RECORDS FOR THIS EXERCISE:
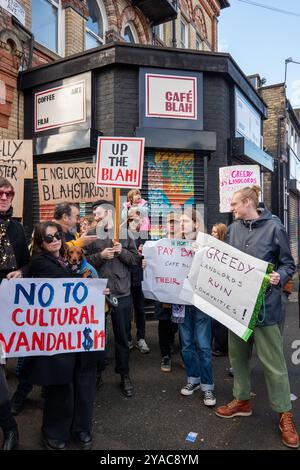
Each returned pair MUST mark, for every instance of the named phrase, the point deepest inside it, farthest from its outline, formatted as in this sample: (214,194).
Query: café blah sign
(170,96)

---

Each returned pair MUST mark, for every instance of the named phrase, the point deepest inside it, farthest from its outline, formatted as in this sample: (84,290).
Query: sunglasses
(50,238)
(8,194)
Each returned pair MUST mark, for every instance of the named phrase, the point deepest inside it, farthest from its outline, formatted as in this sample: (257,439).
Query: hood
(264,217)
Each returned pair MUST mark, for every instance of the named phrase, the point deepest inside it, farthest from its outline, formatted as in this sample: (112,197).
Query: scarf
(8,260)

THE TASK: Gather every line above that contains the word "point" and copy each one out in full.

WRITTEN RESPONSE:
Each returned pair MUST mark, for every instance of the named phrase, the point deepest inside it, farthest from its outline, formatted as in this sample: (214,194).
Each returned pair MUST mark, for every instance of the named phrase, the point deepest inside it, farthest from its outline, formatted as in this sample: (84,290).
Each returned pair MUST mark, for every instance of the named phrase, the point deepest inside it, farthest from its outline, formatted as in this sample: (257,439).
Each returned pair MUST mark, for every instance of the named phrase, the point deepest inside it, farthest from its outline, formatted as in this sample: (112,197).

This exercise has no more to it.